## [EXERCISES TO COMPLETE]
(a) In the article on Chinese logistics firms leasing U.S. warehouses, copy the passage from "Data from global" up to and including "quarter of 2024.".
(b) Write a continuation of the report on Chinese logistics companies expanding their U.S. warehouse footprint, beginning right after its final sentence.

## [TEXT UNDER STUDY]
Key facts
- Chinese logistics firms are expanding their end-to-end distribution networks in the U.S.
- Leasing of U.S. warehouses by Asia-based logistics firms more than doubled in key markets last year.
- Chinese e-commerce and logistics providers accounted for an estimated 20% of new U.S. warehouse leases through Q3 2024.
- Companies are using U.S. warehouses to store inventory and mitigate tariff exposure.
- U.S. President Donald Trump imposed and is scheduled to increase tariffs on goods imported from China.
Chinese logistics companies are significantly expanding their presence in the U.S. by leasing more warehouse space, establishing comprehensive distribution networks that help Chinese merchants reduce costs and minimize exposure to tariffs. This trend is a direct response to evolving e-commerce dynamics, global trade shifts, and manufacturing patterns.
Data from global real estate firm Cushman & Wakefield indicates that leasing by Asia-based logistics firms more than doubled in key U.S. markets, such as New Jersey and Los Angeles, last year compared to 2023. This surge has been a bright spot for the commercial real estate industry, which has generally seen reduced demand for warehouses post-pandemic. According to logistics real estate company Prologis, e-commerce companies and logistics providers based in China were estimated to account for 20% of new U.S. warehouse leases through the third quarter of 2024.

(Data for point localization)
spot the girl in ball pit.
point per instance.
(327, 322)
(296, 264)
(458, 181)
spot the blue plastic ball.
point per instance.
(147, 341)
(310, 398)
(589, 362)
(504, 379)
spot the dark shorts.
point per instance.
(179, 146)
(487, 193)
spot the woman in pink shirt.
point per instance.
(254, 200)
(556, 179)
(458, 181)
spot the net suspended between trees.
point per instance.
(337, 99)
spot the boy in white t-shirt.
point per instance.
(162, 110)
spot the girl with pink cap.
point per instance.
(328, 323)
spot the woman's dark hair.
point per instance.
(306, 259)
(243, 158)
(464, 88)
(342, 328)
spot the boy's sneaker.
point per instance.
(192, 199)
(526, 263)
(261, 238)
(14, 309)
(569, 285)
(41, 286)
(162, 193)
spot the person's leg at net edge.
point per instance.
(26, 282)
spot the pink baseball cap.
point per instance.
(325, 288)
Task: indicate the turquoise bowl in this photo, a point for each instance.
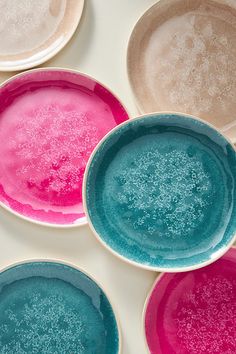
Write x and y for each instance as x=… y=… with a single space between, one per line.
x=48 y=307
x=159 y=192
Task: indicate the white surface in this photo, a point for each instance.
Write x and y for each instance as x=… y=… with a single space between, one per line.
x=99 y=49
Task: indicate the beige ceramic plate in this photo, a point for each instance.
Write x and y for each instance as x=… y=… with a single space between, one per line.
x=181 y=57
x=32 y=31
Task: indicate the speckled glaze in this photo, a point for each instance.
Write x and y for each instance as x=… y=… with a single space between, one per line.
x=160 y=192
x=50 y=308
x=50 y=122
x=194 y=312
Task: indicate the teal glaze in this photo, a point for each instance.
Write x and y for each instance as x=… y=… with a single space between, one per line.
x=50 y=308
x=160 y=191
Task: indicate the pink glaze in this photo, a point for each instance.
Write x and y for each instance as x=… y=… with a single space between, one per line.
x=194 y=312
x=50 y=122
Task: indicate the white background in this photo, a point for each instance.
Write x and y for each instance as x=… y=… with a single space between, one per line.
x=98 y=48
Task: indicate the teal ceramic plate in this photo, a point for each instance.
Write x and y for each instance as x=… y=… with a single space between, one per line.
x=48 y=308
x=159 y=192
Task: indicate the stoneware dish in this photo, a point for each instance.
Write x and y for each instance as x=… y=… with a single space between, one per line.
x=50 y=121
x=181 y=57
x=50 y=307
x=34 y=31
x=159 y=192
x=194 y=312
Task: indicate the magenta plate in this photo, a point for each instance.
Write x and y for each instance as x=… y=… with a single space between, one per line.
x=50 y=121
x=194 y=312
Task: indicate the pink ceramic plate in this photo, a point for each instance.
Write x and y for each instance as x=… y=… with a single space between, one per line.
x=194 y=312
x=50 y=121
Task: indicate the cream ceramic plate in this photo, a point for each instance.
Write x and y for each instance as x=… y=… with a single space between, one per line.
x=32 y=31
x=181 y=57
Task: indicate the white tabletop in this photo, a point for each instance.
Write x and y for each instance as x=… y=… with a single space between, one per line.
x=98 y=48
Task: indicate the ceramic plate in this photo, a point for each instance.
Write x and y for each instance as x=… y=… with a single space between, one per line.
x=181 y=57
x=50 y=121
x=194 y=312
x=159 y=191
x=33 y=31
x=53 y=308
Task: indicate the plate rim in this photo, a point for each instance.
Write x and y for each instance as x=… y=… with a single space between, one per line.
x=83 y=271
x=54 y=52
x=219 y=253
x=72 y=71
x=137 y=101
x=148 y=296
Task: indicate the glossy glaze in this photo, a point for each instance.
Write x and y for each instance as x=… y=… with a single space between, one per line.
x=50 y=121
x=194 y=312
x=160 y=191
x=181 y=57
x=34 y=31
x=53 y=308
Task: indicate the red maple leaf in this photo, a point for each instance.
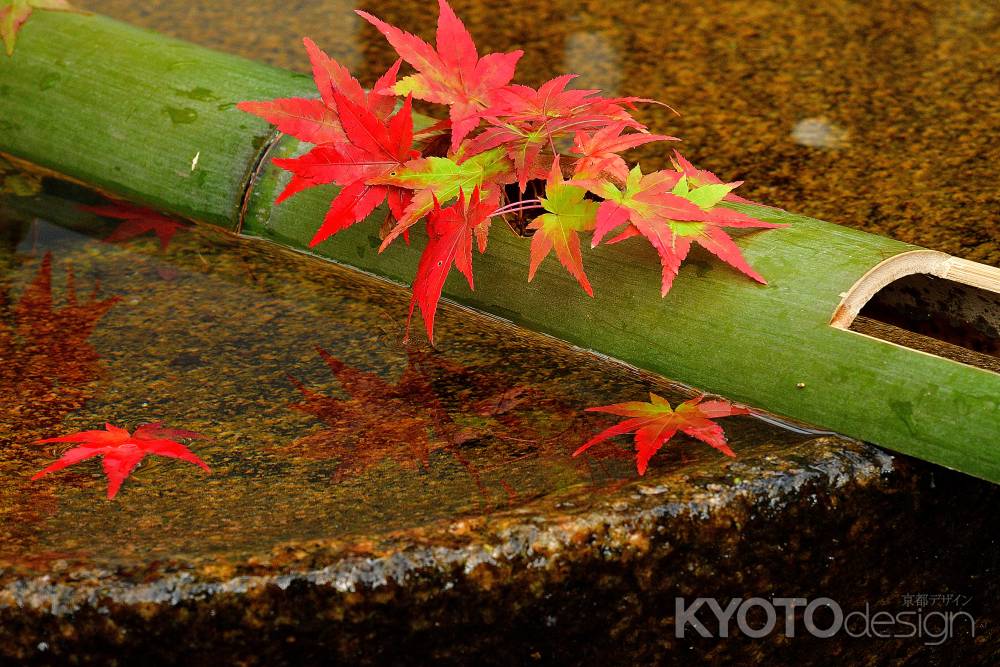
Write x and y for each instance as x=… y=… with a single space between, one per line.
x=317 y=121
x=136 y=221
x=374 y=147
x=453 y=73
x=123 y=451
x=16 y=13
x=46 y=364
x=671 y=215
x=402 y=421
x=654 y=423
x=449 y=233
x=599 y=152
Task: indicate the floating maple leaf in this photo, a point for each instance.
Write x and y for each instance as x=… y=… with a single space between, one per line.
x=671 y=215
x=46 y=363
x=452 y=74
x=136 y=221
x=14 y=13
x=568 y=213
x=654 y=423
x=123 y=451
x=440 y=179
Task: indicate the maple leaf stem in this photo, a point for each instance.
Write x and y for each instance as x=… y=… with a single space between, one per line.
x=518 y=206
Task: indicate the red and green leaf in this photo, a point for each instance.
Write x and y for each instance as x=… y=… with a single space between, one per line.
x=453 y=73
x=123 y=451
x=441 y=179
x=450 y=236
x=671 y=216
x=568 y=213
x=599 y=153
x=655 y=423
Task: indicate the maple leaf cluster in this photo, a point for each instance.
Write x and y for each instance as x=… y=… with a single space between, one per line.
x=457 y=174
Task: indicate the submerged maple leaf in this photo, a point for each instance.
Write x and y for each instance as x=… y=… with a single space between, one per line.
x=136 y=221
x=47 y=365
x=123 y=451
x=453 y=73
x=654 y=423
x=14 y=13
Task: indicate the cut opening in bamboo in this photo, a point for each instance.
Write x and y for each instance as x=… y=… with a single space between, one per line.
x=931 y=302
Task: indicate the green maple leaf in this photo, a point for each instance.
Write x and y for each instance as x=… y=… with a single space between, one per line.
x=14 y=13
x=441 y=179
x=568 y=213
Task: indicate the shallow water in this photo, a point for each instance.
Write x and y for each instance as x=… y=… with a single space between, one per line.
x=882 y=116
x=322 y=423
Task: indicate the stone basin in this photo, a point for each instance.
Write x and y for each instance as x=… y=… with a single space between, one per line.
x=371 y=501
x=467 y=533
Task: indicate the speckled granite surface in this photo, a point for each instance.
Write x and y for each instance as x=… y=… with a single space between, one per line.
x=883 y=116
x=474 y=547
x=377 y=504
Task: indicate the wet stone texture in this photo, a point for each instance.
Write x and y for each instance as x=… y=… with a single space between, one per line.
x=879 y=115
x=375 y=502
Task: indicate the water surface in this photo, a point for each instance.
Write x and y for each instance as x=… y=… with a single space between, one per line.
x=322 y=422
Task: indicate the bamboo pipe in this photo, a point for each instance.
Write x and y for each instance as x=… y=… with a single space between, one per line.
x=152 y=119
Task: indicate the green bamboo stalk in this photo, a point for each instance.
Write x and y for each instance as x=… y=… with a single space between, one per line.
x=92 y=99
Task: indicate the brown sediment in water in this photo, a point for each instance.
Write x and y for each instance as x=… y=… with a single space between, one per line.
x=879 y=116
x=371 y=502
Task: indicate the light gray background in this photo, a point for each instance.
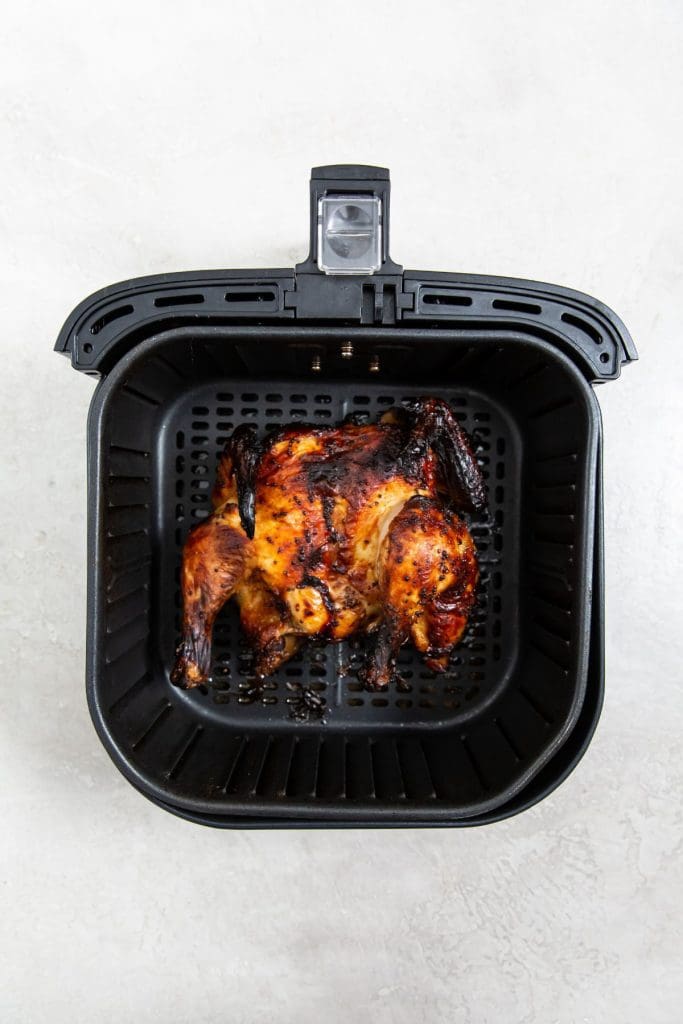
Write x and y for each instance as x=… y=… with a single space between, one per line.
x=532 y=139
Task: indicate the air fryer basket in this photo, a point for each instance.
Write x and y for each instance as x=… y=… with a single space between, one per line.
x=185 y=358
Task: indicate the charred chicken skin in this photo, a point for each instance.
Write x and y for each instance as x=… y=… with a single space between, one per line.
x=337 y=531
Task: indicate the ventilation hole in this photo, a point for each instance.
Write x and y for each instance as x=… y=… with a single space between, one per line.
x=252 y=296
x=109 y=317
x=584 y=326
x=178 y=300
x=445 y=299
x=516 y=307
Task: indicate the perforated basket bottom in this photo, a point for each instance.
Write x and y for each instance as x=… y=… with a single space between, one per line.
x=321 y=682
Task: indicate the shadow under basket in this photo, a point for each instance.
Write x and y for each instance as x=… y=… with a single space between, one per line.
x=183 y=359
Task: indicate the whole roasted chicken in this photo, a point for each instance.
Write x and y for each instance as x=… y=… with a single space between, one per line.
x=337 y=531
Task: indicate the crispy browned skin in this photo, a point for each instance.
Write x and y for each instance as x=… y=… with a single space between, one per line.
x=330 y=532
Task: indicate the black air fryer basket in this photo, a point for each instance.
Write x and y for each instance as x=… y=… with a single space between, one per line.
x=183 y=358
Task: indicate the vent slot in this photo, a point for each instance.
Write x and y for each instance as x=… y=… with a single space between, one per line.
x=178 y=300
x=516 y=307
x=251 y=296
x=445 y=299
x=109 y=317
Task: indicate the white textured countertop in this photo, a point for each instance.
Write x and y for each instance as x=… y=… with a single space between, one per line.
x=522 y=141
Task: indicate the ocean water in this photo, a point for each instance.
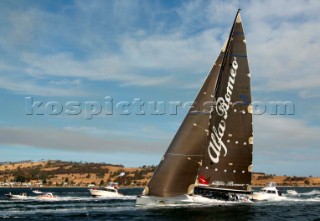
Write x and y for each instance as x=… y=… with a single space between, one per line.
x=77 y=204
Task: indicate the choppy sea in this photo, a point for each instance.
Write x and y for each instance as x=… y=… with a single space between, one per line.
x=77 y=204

## [OUTPUTS IN ORDER]
(a)
Data from global real estate firm Cushman & Wakefield indicates that leasing by Asia-based logistics firms more than doubled in key U.S. markets, such as New Jersey and Los Angeles, last year compared to 2023. This surge has been a bright spot for the commercial real estate industry, which has generally seen reduced demand for warehouses post-pandemic. According to logistics real estate company Prologis, e-commerce companies and logistics providers based in China were estimated to account for 20% of new U.S. warehouse leases through the third quarter of 2024.

(b)
Industry experts suggest that companies are leasing these U.S. warehouses to store inventory, thereby hedging against potential tariffs on imported goods. U.S. President Donald Trump imposed an additional 10% tariff on products imported from China in early February, with a further increase to 20% scheduled. Jason Tolliver, co-leader of Cushman & Wakefield’s Americas logistics and industrial services practice, noted that the complexity and uncertainty in the market have increased the value proposition of third-party logistics providers with the scale and expertise to manage these challenges. He highlighted that a key driver for this leasing activity has been the de minimis exemption, which allows online orders placed in the U.S. to be shipped directly from storage facilities in Asia, and that U.S. warehouses enhance speed and facilitate direct-to-consumer shipping and reverse logistics.
While commercial real estate reactions are typically slower than market responses, Tolliver indicated that retailers and wholesalers are planning for potential changes. The overall trend shows that the third-party logistics sector, both domestic and foreign, remains the strongest driver of leasing activity in the logistics and industrial space.